● Set task: Copy every one of the records below word for word, keeping each line as it stands.

● Record extracts:
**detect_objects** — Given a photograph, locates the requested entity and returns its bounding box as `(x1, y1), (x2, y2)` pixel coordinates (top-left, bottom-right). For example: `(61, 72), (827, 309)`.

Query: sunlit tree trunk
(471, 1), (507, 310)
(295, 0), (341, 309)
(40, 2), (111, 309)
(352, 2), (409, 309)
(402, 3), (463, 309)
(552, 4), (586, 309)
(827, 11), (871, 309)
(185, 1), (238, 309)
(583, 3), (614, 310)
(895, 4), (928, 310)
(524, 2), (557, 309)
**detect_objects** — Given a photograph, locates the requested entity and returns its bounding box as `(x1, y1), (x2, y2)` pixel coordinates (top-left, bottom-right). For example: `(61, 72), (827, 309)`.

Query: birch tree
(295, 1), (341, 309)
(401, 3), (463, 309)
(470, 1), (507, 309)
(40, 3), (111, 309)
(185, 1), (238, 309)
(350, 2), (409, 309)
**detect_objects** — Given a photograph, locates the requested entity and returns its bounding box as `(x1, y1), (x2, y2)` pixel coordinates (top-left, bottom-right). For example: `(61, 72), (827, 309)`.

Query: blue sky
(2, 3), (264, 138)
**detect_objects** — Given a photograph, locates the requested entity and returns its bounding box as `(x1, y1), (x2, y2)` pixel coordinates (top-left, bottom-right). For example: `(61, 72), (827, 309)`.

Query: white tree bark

● Result of this task:
**detect_objects** — Given a photograph, locates the requested entity and returns its bounding box as `(x1, y1), (x2, y2)` pixel coordinates (top-left, bottom-right). For example: `(61, 72), (827, 309)`.

Query: sunlit tree trunk
(471, 1), (507, 310)
(295, 0), (341, 309)
(40, 2), (111, 309)
(352, 2), (409, 309)
(402, 3), (463, 309)
(552, 4), (586, 309)
(827, 11), (871, 309)
(185, 1), (238, 309)
(583, 3), (614, 310)
(895, 4), (928, 310)
(524, 2), (557, 309)
**detect_objects** — Given a photograph, locates the requested entity and returns its bounding box as `(x1, y1), (x2, y2)` pixel coordinates (top-left, bottom-right). For example: `(61, 72), (827, 309)`.

Query: birch tree
(295, 1), (341, 309)
(401, 3), (463, 309)
(470, 1), (507, 309)
(40, 3), (111, 309)
(185, 1), (238, 309)
(350, 2), (409, 309)
**detect_objects** — Given a photograph, locates the requested entity and returns its bounding box as `(x1, y1), (x2, y2)` pixel coordinates (top-left, bottom-right). For example: `(61, 72), (827, 309)`.

Query: blue sky
(2, 3), (264, 138)
**detect_objects** — Given a photograph, locates the requested entity and returns its bounding box as `(x1, y1), (x2, y2)` pixel coordinates (top-left, bottom-right). For example: `(61, 72), (827, 309)`.

Query: white tree bark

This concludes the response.